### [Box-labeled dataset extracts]
___

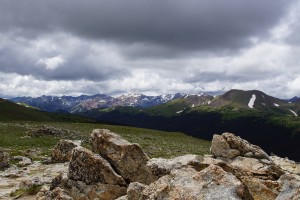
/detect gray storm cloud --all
[0,0,300,95]
[0,0,290,50]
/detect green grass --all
[0,121,210,158]
[0,98,94,122]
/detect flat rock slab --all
[90,129,156,183]
[68,147,126,185]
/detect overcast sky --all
[0,0,300,98]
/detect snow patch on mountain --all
[248,94,256,108]
[289,109,298,117]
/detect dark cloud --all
[0,0,290,50]
[0,0,300,95]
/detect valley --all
[5,90,300,160]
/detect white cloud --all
[36,55,66,70]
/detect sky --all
[0,0,300,98]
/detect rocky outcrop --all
[36,187,74,200]
[131,165,247,200]
[90,129,156,184]
[28,125,64,137]
[271,156,300,175]
[68,147,126,186]
[0,150,9,170]
[13,156,32,167]
[51,139,80,163]
[35,129,300,200]
[211,133,270,160]
[276,175,300,200]
[147,155,208,177]
[62,179,126,200]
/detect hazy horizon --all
[0,0,300,98]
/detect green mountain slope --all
[0,98,95,122]
[77,90,300,160]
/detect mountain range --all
[9,90,300,115]
[9,93,185,113]
[5,90,300,160]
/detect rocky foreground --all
[0,129,300,200]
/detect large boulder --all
[147,155,208,177]
[0,150,9,170]
[13,156,32,167]
[36,187,74,200]
[68,147,126,186]
[227,156,284,181]
[51,139,80,163]
[276,174,300,200]
[90,129,156,184]
[271,156,300,175]
[211,133,270,160]
[131,165,248,200]
[63,179,127,200]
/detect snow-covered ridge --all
[248,94,256,108]
[289,109,298,117]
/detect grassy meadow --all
[0,121,210,159]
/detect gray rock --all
[51,139,80,163]
[0,150,9,170]
[132,165,246,200]
[64,179,126,200]
[36,187,74,200]
[147,155,207,177]
[68,147,126,186]
[271,156,300,175]
[211,133,271,160]
[90,129,157,184]
[276,175,300,200]
[127,182,146,199]
[13,156,32,167]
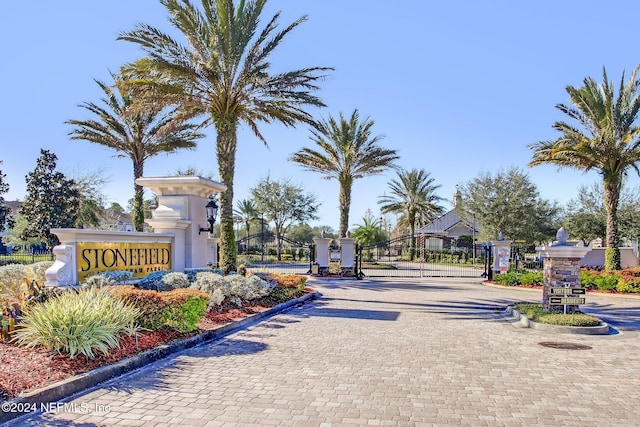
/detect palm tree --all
[290,109,399,237]
[529,66,640,269]
[378,169,443,257]
[118,0,330,271]
[233,199,258,236]
[66,74,203,231]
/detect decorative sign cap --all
[556,227,569,245]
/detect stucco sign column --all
[338,237,356,276]
[313,237,331,275]
[491,233,512,273]
[536,228,591,312]
[136,176,227,271]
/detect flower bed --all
[0,275,311,400]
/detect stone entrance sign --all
[536,228,591,312]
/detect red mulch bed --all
[0,301,288,400]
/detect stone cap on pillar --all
[536,227,591,258]
[136,176,227,197]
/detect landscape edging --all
[0,291,321,423]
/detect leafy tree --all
[0,160,11,231]
[119,0,330,271]
[2,211,41,248]
[290,110,399,237]
[66,74,203,231]
[251,177,319,259]
[529,67,640,269]
[378,169,444,243]
[563,184,640,246]
[109,202,124,213]
[74,170,107,228]
[456,168,560,243]
[19,149,80,248]
[351,215,387,246]
[562,185,607,246]
[233,199,258,236]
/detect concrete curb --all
[503,307,611,335]
[0,291,322,423]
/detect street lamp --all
[198,195,218,234]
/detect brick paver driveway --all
[7,279,640,426]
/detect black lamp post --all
[198,195,218,234]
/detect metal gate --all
[237,231,314,274]
[357,236,485,277]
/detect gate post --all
[338,237,356,276]
[313,237,331,276]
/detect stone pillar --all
[313,237,331,275]
[491,233,512,274]
[536,228,591,312]
[338,237,356,276]
[136,176,227,271]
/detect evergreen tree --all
[20,149,80,248]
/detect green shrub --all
[106,285,167,330]
[16,288,140,359]
[604,248,621,270]
[162,289,209,332]
[136,270,171,291]
[107,286,209,332]
[616,275,640,293]
[520,271,544,286]
[81,273,116,288]
[191,272,275,308]
[513,303,601,326]
[184,268,214,284]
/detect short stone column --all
[338,237,356,276]
[536,228,591,312]
[491,233,512,274]
[313,237,331,275]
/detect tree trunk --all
[216,121,238,273]
[604,178,622,270]
[131,161,144,231]
[338,179,352,237]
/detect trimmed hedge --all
[107,286,209,332]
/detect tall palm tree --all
[529,67,640,269]
[118,0,330,271]
[233,199,258,236]
[66,74,203,231]
[378,169,443,252]
[290,109,399,237]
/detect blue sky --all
[0,0,640,234]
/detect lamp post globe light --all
[198,195,218,234]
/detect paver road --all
[5,279,640,427]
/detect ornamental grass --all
[15,288,140,359]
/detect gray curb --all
[503,307,611,335]
[0,292,322,423]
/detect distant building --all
[416,209,479,249]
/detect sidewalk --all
[9,279,640,427]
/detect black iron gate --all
[237,231,314,274]
[357,236,484,277]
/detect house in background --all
[416,209,478,249]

___

Rewrite every line of the material above as a numbered list, skipping any blank lines. Omit the pictures from your answer.

### [SOLUTION TO THE PROBLEM]
1. /detect gray storm cloud --all
2. [0,0,300,95]
3. [0,0,290,50]
4. /detect green grass --all
5. [0,121,210,158]
6. [0,98,94,122]
7. /detect flat rock slab --all
8. [90,129,156,183]
9. [68,147,126,185]
10. /detect overcast sky --all
11. [0,0,300,98]
12. /detect snow patch on mountain --all
13. [248,94,256,108]
14. [289,109,298,117]
15. /detect dark cloud --all
16. [0,0,290,50]
17. [0,0,300,95]
18. /detect valley --all
19. [5,90,300,160]
20. /detect white cloud --all
21. [36,55,66,70]
22. /detect sky --all
23. [0,0,300,98]
24. /detect rocky outcrop --all
25. [36,187,74,200]
26. [131,165,247,200]
27. [90,129,156,184]
28. [28,125,64,137]
29. [271,156,300,175]
30. [68,147,126,186]
31. [0,150,9,170]
32. [13,156,32,167]
33. [51,139,80,163]
34. [35,129,300,200]
35. [211,133,270,160]
36. [276,175,300,200]
37. [147,155,208,177]
38. [62,179,126,200]
39. /detect hazy horizon --all
40. [0,0,300,98]
41. /detect green mountain slope --all
42. [0,98,95,122]
43. [77,90,300,160]
44. /detect mountain range --all
45. [9,90,300,115]
46. [9,93,185,113]
47. [5,90,300,160]
48. /detect rocky foreground --all
49. [0,129,300,200]
50. /detect large boulder --all
51. [147,155,208,177]
52. [0,150,9,170]
53. [13,156,32,167]
54. [36,187,74,200]
55. [68,147,126,186]
56. [227,156,284,181]
57. [51,139,80,163]
58. [276,174,300,200]
59. [90,129,156,184]
60. [271,156,300,175]
61. [211,133,270,160]
62. [131,165,248,200]
63. [63,179,127,200]
64. /detect snow-covered ridge --all
65. [248,94,256,108]
66. [289,109,298,117]
67. /detect grassy meadow --all
68. [0,121,210,159]
69. /detect gray rock --all
70. [51,139,80,163]
71. [0,150,9,170]
72. [132,165,246,200]
73. [64,179,126,200]
74. [36,187,74,200]
75. [147,155,207,177]
76. [68,147,126,186]
77. [271,156,300,175]
78. [211,133,271,160]
79. [90,129,157,184]
80. [276,175,300,200]
81. [127,182,146,199]
82. [13,156,32,167]
83. /detect palm tree --all
84. [290,109,399,237]
85. [529,66,640,269]
86. [378,169,443,257]
87. [118,0,330,271]
88. [233,199,258,236]
89. [66,74,203,231]
90. /detect decorative sign cap --all
91. [556,227,569,245]
92. /detect stucco sign column --all
93. [338,237,356,276]
94. [313,237,331,275]
95. [491,233,512,273]
96. [536,228,591,312]
97. [136,176,227,271]
98. /detect flower bed --all
99. [0,275,311,400]
100. /detect stone entrance sign --all
101. [536,228,591,312]
102. /detect red mulch bed --all
103. [0,301,288,400]
104. /detect stone cap on pillar --all
105. [536,227,591,258]
106. [136,176,227,197]
107. /detect landscape edging --all
108. [0,291,321,423]
109. /detect leafy tree --all
110. [0,160,11,231]
111. [119,0,330,271]
112. [2,211,41,248]
113. [290,110,399,237]
114. [66,74,203,231]
115. [251,177,319,259]
116. [529,67,640,269]
117. [378,169,444,243]
118. [563,184,640,246]
119. [109,202,124,213]
120. [74,170,107,228]
121. [456,168,560,243]
122. [19,149,80,248]
123. [351,215,387,246]
124. [562,185,607,246]
125. [233,199,258,236]
126. /detect concrete curb --all
127. [503,307,611,335]
128. [0,291,322,423]
129. /detect street lamp --all
130. [198,195,218,234]
131. /detect brick paver driveway --all
132. [7,279,640,426]
133. /detect black lamp post --all
134. [198,195,218,234]
135. /detect metal gate --all
136. [237,231,314,274]
137. [357,236,485,277]
138. /detect gate post --all
139. [338,237,356,276]
140. [313,237,331,276]
141. /detect stone pillar --all
142. [313,237,331,275]
143. [491,233,512,274]
144. [536,228,591,312]
145. [338,237,356,276]
146. [136,176,227,271]
147. /detect evergreen tree --all
148. [20,149,80,248]
149. /detect green shrub --all
150. [106,285,167,330]
151. [16,288,140,359]
152. [604,248,621,270]
153. [162,289,209,332]
154. [136,270,171,291]
155. [107,286,209,332]
156. [616,275,640,293]
157. [520,271,544,286]
158. [81,273,116,288]
159. [191,272,275,308]
160. [513,303,601,326]
161. [184,268,214,284]
162. /detect short stone column --all
163. [338,237,356,276]
164. [536,228,591,312]
165. [491,233,512,274]
166. [313,237,331,275]
167. /detect tree trunk --all
168. [216,121,238,273]
169. [604,178,622,270]
170. [131,161,144,231]
171. [338,179,352,237]
172. /detect trimmed hedge --all
173. [107,286,209,332]
174. /detect tall palm tree --all
175. [529,67,640,269]
176. [118,0,330,271]
177. [233,199,258,236]
178. [66,74,203,231]
179. [378,169,443,252]
180. [290,109,399,237]
181. /detect blue sky --all
182. [0,0,640,234]
183. /detect lamp post globe light --all
184. [198,195,218,234]
185. /detect paver road --all
186. [5,279,640,427]
187. /detect ornamental grass --all
188. [15,288,140,359]
189. /detect gray curb --all
190. [503,307,611,335]
191. [0,292,322,423]
192. /detect distant building --all
193. [416,209,479,249]
194. /detect sidewalk --all
195. [9,279,640,427]
196. /detect black iron gate --all
197. [237,231,314,274]
198. [357,236,484,277]
199. /detect house in background --all
200. [416,209,478,249]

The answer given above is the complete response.